## [YOUR GOAL]
The lines needed are those below that contain the word "leather"; copy each one.

----------------------------------------

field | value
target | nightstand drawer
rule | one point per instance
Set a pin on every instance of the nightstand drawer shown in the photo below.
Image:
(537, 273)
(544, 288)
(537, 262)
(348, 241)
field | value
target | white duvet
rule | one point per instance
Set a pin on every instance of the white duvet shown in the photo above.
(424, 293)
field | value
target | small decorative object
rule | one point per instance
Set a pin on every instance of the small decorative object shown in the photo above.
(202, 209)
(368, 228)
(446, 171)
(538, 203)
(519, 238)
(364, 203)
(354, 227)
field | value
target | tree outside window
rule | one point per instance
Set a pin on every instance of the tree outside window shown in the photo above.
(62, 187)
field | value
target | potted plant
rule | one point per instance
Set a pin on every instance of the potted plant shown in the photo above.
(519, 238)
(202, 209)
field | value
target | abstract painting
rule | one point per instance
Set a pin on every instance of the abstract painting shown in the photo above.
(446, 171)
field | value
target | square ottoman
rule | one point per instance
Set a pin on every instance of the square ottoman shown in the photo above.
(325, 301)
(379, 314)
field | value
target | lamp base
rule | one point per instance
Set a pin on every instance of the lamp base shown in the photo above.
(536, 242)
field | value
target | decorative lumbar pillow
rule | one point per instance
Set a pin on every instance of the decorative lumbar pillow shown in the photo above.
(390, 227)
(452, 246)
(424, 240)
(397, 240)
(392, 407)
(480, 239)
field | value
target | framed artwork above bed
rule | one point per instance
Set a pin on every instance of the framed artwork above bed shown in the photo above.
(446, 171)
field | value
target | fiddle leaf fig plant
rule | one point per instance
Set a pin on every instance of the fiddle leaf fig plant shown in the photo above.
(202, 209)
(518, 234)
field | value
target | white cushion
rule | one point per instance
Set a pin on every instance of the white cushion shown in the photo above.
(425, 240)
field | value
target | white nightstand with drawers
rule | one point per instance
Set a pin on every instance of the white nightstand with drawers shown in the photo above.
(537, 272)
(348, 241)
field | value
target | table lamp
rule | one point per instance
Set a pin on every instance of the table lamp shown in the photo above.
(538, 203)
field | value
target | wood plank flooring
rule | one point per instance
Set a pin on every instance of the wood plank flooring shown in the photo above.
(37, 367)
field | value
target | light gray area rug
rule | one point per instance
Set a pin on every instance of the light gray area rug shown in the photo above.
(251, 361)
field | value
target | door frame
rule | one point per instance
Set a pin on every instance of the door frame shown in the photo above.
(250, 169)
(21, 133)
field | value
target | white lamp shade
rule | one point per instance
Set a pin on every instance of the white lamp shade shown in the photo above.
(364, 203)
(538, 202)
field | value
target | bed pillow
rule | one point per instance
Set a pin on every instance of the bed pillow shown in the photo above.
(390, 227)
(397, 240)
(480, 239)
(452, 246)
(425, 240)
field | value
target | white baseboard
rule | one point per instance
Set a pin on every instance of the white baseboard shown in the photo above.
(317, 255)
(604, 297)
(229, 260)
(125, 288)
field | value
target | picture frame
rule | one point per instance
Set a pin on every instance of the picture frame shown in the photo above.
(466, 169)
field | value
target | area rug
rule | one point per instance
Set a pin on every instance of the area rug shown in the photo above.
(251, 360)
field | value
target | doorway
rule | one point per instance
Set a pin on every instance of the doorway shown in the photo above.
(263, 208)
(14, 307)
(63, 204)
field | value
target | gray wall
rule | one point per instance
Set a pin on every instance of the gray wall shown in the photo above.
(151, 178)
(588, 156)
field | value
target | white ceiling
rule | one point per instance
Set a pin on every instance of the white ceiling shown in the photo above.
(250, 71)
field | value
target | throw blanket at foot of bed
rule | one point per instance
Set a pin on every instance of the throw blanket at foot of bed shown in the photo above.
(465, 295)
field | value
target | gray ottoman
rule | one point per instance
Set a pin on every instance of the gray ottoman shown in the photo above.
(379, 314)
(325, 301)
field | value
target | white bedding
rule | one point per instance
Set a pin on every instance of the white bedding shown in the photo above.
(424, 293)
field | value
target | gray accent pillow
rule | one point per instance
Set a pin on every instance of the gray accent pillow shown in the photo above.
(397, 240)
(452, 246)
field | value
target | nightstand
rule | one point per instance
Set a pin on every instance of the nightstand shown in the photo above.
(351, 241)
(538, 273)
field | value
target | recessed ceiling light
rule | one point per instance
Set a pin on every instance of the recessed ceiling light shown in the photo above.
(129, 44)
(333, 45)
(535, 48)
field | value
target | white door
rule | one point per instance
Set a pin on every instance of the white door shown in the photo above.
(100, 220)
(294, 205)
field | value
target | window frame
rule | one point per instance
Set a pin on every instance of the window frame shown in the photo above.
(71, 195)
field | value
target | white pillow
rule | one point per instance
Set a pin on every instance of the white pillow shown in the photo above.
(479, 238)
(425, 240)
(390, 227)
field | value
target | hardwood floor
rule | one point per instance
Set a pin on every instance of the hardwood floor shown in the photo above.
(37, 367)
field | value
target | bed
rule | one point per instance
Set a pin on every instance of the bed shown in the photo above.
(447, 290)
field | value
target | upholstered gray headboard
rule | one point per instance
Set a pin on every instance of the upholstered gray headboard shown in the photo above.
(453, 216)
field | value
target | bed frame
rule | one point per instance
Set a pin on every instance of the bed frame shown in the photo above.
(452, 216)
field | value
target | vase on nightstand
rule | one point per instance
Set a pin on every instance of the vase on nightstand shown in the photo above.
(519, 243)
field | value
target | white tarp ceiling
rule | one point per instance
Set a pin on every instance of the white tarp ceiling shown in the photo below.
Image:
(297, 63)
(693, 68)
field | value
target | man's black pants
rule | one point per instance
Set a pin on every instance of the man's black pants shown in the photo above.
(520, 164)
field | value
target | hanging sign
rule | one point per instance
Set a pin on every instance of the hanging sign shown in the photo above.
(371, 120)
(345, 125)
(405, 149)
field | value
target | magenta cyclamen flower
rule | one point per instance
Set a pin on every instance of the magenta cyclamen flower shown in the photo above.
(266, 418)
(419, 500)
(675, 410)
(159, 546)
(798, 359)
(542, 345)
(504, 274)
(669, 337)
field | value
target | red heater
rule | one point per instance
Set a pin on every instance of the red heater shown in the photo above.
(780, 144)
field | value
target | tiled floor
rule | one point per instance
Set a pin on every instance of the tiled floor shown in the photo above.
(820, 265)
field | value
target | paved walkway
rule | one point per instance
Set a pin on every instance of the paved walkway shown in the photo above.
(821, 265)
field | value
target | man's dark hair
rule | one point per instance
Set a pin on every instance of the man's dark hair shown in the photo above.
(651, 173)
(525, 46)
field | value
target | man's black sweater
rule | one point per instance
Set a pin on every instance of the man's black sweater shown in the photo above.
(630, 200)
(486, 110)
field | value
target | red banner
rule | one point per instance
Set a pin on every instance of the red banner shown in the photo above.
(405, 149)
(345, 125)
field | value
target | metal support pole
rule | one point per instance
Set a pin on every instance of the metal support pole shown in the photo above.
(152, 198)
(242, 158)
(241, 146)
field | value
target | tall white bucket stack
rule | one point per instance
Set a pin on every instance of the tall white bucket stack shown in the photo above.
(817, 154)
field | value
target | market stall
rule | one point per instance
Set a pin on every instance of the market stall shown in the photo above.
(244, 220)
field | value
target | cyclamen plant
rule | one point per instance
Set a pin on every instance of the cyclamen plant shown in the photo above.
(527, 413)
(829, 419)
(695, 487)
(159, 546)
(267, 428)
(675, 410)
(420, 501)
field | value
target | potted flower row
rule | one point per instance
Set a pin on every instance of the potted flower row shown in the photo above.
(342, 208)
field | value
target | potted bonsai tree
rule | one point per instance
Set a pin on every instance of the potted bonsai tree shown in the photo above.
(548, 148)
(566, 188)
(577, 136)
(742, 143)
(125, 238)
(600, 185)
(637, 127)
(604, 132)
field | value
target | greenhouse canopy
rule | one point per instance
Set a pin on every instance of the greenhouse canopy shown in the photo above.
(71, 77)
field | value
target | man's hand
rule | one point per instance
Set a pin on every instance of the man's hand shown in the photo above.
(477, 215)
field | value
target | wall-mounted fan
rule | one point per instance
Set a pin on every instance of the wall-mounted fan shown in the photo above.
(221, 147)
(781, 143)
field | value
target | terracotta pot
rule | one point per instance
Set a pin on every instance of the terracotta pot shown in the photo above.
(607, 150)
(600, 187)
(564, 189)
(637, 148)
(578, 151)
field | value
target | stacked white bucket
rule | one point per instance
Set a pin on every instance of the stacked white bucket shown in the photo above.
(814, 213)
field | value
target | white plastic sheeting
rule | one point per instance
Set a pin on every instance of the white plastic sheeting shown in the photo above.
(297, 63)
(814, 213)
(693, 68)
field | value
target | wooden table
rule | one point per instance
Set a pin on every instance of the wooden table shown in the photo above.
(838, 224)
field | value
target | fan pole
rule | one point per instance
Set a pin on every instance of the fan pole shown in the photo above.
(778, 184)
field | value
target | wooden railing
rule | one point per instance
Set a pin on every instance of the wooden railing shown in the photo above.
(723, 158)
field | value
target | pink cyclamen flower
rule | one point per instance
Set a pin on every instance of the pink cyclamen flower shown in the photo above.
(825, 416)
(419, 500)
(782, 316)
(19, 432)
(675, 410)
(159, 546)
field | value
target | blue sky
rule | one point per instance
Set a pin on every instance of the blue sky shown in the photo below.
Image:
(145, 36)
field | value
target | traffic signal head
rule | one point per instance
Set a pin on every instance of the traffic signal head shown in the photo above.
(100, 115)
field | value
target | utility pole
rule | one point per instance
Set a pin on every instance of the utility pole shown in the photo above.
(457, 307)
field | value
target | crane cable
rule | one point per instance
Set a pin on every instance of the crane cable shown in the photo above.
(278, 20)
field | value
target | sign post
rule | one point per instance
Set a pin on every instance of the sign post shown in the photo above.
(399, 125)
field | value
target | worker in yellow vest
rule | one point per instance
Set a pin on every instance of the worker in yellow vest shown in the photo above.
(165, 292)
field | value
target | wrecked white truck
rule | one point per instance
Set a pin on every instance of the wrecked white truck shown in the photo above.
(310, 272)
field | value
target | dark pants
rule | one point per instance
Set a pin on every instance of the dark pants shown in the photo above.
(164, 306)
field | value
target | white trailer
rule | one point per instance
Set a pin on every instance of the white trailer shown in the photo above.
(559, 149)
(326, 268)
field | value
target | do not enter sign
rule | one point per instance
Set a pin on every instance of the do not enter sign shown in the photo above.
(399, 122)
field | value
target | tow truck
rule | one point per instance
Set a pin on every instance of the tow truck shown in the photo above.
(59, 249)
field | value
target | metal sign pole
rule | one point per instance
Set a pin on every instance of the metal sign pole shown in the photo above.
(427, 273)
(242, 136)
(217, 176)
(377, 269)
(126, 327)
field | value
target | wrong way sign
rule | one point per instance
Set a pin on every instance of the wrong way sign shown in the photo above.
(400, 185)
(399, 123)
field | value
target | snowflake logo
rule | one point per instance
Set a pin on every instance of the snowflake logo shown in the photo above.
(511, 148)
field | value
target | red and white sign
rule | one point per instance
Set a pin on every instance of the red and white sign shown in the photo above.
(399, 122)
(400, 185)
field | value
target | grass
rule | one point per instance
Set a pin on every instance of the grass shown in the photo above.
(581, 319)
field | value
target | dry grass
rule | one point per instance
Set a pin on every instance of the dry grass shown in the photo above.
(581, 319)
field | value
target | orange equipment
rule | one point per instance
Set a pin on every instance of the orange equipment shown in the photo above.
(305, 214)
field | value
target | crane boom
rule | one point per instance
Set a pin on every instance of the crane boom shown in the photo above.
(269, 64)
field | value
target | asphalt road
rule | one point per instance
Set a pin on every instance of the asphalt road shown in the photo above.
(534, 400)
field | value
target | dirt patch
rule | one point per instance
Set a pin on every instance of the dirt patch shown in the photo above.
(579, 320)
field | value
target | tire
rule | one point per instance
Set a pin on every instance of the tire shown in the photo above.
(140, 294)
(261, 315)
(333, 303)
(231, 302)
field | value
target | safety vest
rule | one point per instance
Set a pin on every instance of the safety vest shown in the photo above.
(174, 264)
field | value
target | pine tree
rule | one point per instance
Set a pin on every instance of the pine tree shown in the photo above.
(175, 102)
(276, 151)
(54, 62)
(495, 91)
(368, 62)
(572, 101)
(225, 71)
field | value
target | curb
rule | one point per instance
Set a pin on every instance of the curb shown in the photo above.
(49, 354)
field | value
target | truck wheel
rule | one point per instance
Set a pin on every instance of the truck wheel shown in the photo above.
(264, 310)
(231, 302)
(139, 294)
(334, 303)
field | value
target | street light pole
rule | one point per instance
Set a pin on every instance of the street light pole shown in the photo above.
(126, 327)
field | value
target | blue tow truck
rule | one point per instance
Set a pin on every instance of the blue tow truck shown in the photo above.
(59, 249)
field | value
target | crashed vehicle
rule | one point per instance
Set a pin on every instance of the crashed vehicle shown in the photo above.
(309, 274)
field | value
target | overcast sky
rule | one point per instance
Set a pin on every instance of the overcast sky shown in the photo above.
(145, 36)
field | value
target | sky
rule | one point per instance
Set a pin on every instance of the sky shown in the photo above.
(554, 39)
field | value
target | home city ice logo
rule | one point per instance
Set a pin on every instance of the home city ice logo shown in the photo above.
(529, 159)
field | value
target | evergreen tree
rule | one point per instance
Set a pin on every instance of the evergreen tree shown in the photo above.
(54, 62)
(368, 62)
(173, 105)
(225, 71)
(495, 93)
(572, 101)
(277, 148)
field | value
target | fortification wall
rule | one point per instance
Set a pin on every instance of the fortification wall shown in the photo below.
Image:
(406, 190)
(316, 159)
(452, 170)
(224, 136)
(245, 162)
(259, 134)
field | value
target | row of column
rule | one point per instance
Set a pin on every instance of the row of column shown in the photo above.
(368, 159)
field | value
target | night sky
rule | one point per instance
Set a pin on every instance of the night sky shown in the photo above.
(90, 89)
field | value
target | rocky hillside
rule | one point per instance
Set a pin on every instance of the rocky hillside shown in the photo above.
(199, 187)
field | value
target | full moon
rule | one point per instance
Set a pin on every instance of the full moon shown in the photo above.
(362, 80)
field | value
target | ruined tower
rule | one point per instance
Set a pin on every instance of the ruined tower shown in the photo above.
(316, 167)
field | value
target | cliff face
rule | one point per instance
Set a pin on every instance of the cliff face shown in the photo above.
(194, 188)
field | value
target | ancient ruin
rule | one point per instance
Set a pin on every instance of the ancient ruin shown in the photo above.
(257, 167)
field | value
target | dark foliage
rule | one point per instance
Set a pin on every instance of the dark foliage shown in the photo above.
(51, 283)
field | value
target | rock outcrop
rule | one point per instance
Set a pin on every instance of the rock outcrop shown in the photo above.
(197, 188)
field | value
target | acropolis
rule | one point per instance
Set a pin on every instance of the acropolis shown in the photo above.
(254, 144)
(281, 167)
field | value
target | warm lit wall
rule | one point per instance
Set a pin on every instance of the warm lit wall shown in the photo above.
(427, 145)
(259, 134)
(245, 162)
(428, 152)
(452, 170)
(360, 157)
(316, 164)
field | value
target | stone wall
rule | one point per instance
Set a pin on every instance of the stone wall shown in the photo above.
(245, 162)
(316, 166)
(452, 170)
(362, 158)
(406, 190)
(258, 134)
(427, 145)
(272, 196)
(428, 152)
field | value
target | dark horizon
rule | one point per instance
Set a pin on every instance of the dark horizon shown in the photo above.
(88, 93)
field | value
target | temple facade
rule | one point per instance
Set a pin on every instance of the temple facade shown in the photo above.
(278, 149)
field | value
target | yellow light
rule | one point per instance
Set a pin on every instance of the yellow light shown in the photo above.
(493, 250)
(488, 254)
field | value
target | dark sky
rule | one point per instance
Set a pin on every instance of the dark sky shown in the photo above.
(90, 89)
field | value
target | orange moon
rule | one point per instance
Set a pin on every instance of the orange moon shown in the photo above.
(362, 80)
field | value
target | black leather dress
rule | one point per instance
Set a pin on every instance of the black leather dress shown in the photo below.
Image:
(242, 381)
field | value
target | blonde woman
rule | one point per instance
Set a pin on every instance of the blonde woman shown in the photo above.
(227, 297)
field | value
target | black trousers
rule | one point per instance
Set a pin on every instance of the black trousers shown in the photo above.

----------------------------------------

## [TASK OUTPUT]
target | black leather dress
Set a pin on every instance of the black leather dress shown in the photo below.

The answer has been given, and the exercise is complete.